### Record list

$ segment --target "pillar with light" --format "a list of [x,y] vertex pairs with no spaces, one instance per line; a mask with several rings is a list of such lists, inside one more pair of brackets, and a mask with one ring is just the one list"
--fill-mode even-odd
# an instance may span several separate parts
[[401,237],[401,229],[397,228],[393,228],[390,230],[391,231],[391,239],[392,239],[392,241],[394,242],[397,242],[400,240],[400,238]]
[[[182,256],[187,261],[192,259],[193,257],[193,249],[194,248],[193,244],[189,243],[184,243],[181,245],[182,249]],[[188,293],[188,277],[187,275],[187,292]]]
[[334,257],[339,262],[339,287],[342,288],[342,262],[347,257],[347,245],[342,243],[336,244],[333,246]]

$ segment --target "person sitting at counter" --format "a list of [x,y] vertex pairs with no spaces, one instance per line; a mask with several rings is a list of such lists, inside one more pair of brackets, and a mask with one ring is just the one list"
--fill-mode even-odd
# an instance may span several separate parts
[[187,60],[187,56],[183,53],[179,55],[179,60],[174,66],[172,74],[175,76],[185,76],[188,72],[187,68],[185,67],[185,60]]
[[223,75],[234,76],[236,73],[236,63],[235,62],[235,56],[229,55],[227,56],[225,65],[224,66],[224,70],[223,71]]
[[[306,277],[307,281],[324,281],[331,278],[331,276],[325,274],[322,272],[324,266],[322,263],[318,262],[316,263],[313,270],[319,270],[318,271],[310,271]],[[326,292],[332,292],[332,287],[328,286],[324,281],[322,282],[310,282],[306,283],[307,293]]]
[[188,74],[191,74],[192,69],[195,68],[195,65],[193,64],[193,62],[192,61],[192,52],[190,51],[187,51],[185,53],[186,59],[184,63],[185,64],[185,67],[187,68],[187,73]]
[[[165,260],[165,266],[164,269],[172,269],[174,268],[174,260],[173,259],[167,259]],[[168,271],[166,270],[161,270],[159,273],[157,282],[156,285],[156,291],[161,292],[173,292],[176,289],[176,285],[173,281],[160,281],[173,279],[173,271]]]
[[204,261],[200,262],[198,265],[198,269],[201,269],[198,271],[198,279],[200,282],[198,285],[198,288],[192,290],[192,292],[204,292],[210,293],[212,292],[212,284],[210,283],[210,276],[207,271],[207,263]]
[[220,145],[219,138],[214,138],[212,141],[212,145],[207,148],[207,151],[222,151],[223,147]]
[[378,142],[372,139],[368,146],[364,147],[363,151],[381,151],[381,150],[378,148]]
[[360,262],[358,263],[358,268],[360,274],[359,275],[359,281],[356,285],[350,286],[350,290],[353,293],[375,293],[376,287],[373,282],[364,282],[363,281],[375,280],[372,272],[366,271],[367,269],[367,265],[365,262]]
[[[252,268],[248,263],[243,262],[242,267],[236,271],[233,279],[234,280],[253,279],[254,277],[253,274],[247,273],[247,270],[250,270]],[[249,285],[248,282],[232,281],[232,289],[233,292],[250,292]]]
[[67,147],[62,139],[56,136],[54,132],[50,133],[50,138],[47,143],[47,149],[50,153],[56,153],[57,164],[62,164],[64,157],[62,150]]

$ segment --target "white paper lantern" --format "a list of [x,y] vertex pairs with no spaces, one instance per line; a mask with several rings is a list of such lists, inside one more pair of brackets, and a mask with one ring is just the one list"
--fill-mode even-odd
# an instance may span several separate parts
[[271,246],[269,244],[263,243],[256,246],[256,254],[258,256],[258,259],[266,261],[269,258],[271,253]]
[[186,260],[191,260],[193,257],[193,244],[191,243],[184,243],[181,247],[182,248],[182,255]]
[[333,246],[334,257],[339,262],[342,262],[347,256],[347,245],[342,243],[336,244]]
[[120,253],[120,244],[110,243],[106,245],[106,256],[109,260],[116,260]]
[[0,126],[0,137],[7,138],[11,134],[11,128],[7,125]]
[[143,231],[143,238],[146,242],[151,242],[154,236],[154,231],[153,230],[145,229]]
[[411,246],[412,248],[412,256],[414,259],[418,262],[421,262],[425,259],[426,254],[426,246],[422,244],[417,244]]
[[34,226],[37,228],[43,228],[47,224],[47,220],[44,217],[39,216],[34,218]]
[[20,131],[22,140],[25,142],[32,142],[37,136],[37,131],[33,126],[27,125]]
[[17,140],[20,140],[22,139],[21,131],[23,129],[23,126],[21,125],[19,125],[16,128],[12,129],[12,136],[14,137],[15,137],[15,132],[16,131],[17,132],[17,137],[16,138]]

### The exercise
Send back all of the entries exactly, with nothing missing.

### Written answer
$ segment --target "pillar with light" --format "a list of [x,y] vertex pairs with no spaces, one instance per line; a mask with several rings is a list of such lists, inside one more pair of brackets, and a mask with one ring is just the one list"
--fill-mode even-odd
# an instance may span several separate parts
[[401,237],[401,229],[397,228],[393,228],[390,230],[391,231],[391,239],[392,239],[392,241],[394,242],[397,242],[400,240],[400,238]]
[[[182,256],[187,261],[192,259],[193,257],[193,249],[194,248],[193,244],[189,243],[184,243],[181,245],[182,249]],[[188,293],[188,277],[187,275],[187,292]]]
[[334,257],[339,262],[339,287],[342,288],[342,262],[347,257],[347,245],[342,243],[336,244],[333,246]]

$ segment --target "person sitting at counter" --format "a list of [x,y] vertex pairs with no spaces, one instance per line; a mask with several rings is a list of such lists, inside one more pair of brackets, and a mask with one ring is just the one list"
--fill-mode even-odd
# an instance may span several separate parts
[[187,60],[187,56],[183,53],[179,55],[179,60],[174,66],[172,74],[175,76],[185,76],[188,72],[187,68],[185,67],[185,60]]
[[223,75],[234,76],[236,73],[236,63],[235,62],[235,56],[229,55],[227,56],[225,65],[224,66],[224,70],[223,71]]
[[[306,277],[307,281],[324,281],[331,278],[331,276],[325,274],[322,272],[324,266],[322,263],[318,262],[316,263],[313,270],[319,270],[318,271],[310,271]],[[326,292],[332,292],[332,287],[328,286],[324,281],[322,282],[310,282],[306,283],[307,293]]]
[[188,74],[191,74],[192,69],[195,68],[195,65],[193,64],[193,62],[192,61],[192,52],[190,51],[187,51],[185,53],[186,59],[184,63],[185,64],[185,67],[187,68],[187,73]]
[[[165,260],[165,266],[164,269],[172,269],[174,268],[174,260],[173,259],[167,259]],[[168,271],[166,270],[161,270],[159,273],[157,282],[156,285],[156,291],[161,292],[173,292],[176,289],[176,285],[173,281],[160,281],[173,279],[173,271]]]
[[204,261],[200,262],[198,265],[198,269],[201,269],[198,271],[198,279],[200,282],[198,285],[198,288],[192,290],[192,292],[204,292],[210,293],[212,292],[212,284],[210,283],[210,276],[207,271],[207,263]]
[[220,145],[219,138],[214,138],[212,141],[212,145],[207,148],[207,151],[222,151],[223,147]]
[[378,142],[372,139],[368,146],[364,147],[363,151],[381,151],[381,150],[378,148]]
[[360,262],[358,263],[358,268],[360,274],[359,275],[359,281],[356,285],[350,286],[350,290],[353,293],[375,293],[376,287],[373,282],[364,282],[363,281],[375,280],[372,272],[366,271],[367,269],[367,265],[365,262]]
[[[252,268],[248,263],[243,262],[242,267],[236,271],[233,279],[234,280],[253,279],[254,277],[253,274],[247,273],[247,270],[250,270]],[[249,285],[248,282],[232,281],[232,289],[233,292],[250,292]]]
[[67,147],[62,139],[56,136],[54,132],[50,133],[50,138],[47,143],[47,149],[50,153],[56,153],[57,164],[62,164],[64,157],[62,150]]

$ segment --target "white paper lantern" --format "a list of [x,y] vertex pairs with no spaces, one instance per line; a mask with several rings is a list of such lists, inside one more pair of brackets, and a mask with one ring is just the one list"
--fill-mode even-odd
# an instance may span several separate parts
[[271,246],[269,244],[263,243],[256,246],[256,254],[258,256],[258,259],[266,261],[269,258],[271,253]]
[[186,260],[191,260],[193,257],[193,244],[191,243],[184,243],[181,247],[182,248],[182,255]]
[[333,246],[334,257],[339,262],[342,262],[347,256],[347,245],[342,243],[336,244]]
[[120,253],[120,244],[110,243],[106,245],[106,256],[109,260],[116,260]]
[[0,126],[0,137],[7,138],[11,134],[11,128],[7,125]]
[[143,231],[143,238],[146,242],[151,242],[154,236],[154,231],[153,230],[145,229]]
[[411,246],[412,248],[412,256],[414,259],[418,262],[421,262],[425,259],[426,254],[426,246],[422,244],[417,244]]
[[34,226],[37,228],[43,228],[47,224],[47,220],[44,217],[39,216],[34,218]]
[[20,131],[22,140],[25,142],[32,142],[37,136],[37,131],[33,126],[27,125]]
[[17,140],[20,140],[22,139],[21,131],[23,129],[23,126],[21,125],[19,125],[16,128],[12,129],[12,136],[14,137],[15,137],[15,132],[16,131],[17,132],[17,137],[16,138]]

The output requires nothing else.